Consigna A: Copia todas las preguntas que plantea el texto sobre la vigilancia de la población mediante datos.
Consigna B: Escribe una continuación del texto sobre la vigilancia de la población mediante datos, a partir de su última frase.

Texto de lectura:
>>>

Recientemente, el INE ha puesto a disposición del público una herramienta que permite contabilizar el número de personas que nacieron en una fecha cualquiera desde 1920 hasta la actualidad. El progreso estadístico me permite saber que cumplo años junto con mil seiscientas personas más. Conocer, además, cuántos de nosotros seguimos vivos, cuántos se han casado o la ciudad en la que vivimos, son problemas infantiles en comparación con el potencial de averiguación del que son capaces las técnicas de vigilancia de la población que están ya a disposición de los Estados más poderosos del planeta.

Si conferimos a la tecnología la capacidad de seguir husmeando más adentro, sentiremos que el edificio entero de nuestra existencia queda suspendido en el aire. Las matemáticas aparecen entonces como el poder de un demiurgo creador que decide lo que yo soy. En función de los intereses de control del gobierno de turno y del miedo social al contagio, ahora puedo ser un covid-19 positivo. ¿Qué seré más adelante?

No existe ningún rasgo propio e intransferible que no pueda expresarse en cifras o que no pueda ser categorizado por un algoritmo. Todo lo que creíamos sólido se desvanece en un conjunto de datos que reduce nuestro ser interior a algo tan vacuo como inexistente. Ni siquiera nuestros sentimientos están a salvo. Así lo acaba de advertir Yuval Noah Harari: la crisis sanitaria en la que nos encontramos es la excusa perfecta para que los Estados hayan pasado de la vigilancia epidérmica a una vigilancia hipodérmica. En la primera, los gobiernos podían saber qué clicaba nuestro dedo. Ahora, también pueden saber la temperatura del dedo y la presión sanguínea bajo la piel. ¿Qué les impedirá obtener datos de los procesos biológicos que nos hacen reír, llorar o sentir ira? ¿Qué fuerza podrán ejercer nuestros fantasmales derechos subjetivos frente al poder que les otorga dominar algorítmicamente la realidad de nuestros datos?

<<<

Extractos de datos:
>>>

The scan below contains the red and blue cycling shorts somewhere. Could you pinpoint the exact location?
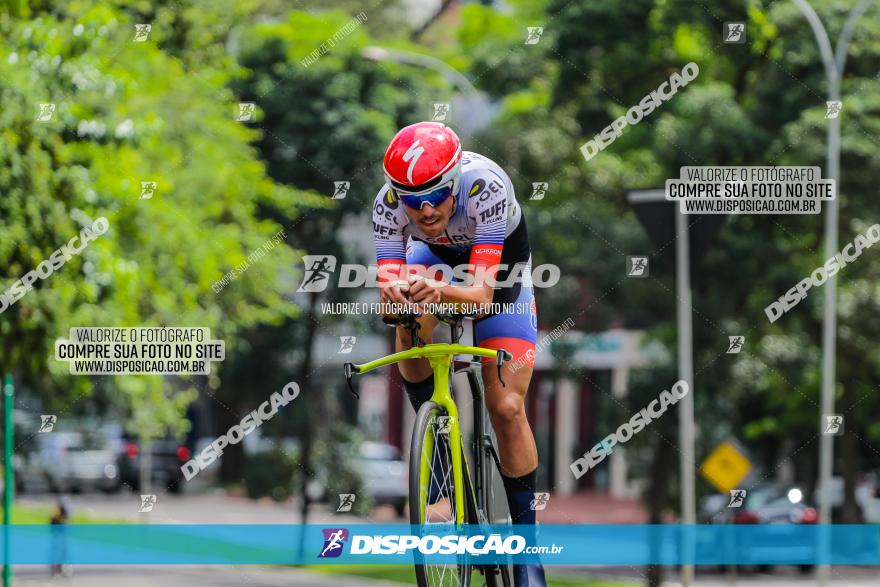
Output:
[406,238,538,367]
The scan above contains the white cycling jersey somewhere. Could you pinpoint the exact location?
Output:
[373,151,522,263]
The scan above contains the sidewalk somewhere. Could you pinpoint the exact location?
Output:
[538,490,648,524]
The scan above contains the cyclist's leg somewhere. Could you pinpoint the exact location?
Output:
[395,238,448,411]
[474,287,545,587]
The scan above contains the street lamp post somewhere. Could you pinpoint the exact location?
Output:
[794,0,871,586]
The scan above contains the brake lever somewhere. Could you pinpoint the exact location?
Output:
[495,349,513,387]
[342,363,361,399]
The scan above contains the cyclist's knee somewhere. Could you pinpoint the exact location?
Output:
[487,393,525,428]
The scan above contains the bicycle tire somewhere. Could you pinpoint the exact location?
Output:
[409,401,472,587]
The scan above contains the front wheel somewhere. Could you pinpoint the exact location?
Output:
[409,401,471,587]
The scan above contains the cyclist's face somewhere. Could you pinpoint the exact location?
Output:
[403,196,455,236]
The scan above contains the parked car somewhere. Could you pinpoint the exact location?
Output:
[306,442,409,516]
[700,483,819,573]
[101,424,190,493]
[16,432,120,493]
[118,437,190,493]
[358,442,409,517]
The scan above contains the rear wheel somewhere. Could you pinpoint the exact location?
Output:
[409,401,471,587]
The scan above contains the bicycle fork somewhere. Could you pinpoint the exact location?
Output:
[420,356,468,525]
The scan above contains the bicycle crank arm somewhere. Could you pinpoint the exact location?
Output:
[342,363,361,399]
[495,349,513,387]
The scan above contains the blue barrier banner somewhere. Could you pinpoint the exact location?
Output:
[3,524,880,565]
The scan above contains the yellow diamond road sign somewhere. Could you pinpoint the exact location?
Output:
[700,442,752,493]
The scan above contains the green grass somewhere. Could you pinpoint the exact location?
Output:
[0,504,130,524]
[307,565,633,587]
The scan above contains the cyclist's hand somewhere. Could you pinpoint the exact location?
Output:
[409,275,448,313]
[379,279,412,318]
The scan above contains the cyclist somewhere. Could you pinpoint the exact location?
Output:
[373,122,545,587]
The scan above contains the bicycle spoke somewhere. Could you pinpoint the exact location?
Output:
[422,421,467,587]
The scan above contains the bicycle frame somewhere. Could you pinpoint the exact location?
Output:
[345,343,510,524]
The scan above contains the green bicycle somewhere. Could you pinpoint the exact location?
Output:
[344,315,513,587]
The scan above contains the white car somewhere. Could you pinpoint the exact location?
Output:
[358,442,409,517]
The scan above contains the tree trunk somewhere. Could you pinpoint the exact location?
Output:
[840,384,862,524]
[645,439,672,587]
[299,292,322,525]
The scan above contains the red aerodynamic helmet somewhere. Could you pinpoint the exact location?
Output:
[383,122,461,208]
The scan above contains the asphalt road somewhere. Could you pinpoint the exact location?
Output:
[13,565,880,587]
[13,565,400,587]
[13,492,880,587]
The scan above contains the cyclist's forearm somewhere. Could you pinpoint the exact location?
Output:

<<<

Respuesta A:
- ¿Qué seré más adelante?
- ¿Qué les impedirá obtener datos de los procesos biológicos que nos hacen reír, llorar o sentir ira?
- ¿Qué fuerza podrán ejercer nuestros fantasmales derechos subjetivos frente al poder que les otorga dominar algorítmicamente la realidad de nuestros datos?

Respuesta B:
Frente a la solidez de los datos que pueden registrar los gobiernos, la justicia, el bien, el alma o la poesía solo pueden ser comparados con lo vacuo e inexistente, con la nada más absoluta. Ninguno de esos valores y atributos humanos parece tener consistencia alguna frente a un virus invisible y espectral que amenaza con reducirnos a cuerpos sometidos al dominio de la biopolítica. De manera sorprendente, se proponen delirantes medidas de control de la epidemia, como el pasaporte de inmunidad, que violan los derechos más fundamentales.

No deberíamos olvidar que todas estas propuestas tienen vocación de permanencia. La maquiavélica sentencia del fin que justifica los medios es, siempre, el atajo preferido por quienes detentan el poder. Si el Estado --ese leviatán surgido en Occidente que no ha dejado de aumentar su poder para dominar en Oriente-- comprueba que el miedo sirve como estímulo condicionado para la renuncia voluntaria y sumisa a la libertad, no tardaremos en volver a conocer la opresión política. La historia nos enseña que, cuando el totalitarismo se instala en el sentir mayoritario, solo queda esperar lo inesperado, ese instante de lucidez espontánea que escapa a los sensores y que confiere a la voluntad humana la dignidad de autodeterminarse libremente. En una situación de tragedia colectiva, escapar de los condicionantes del horror es improbable, pero no imposible. La esperanza es el nombre de esa única posibilidad.